• Action item:
Every single record below is to be reproduced exactly.
[[ Data excerpts open ]]
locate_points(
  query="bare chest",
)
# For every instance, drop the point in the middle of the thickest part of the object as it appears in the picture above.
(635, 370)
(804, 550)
[[ Data excerpts closed ]]
• Response to the exercise:
locate_points(
  query="bare chest",
)
# For every instance, drop the point in the middle of the thickest part of the object as it appears in the picture above.
(635, 370)
(804, 550)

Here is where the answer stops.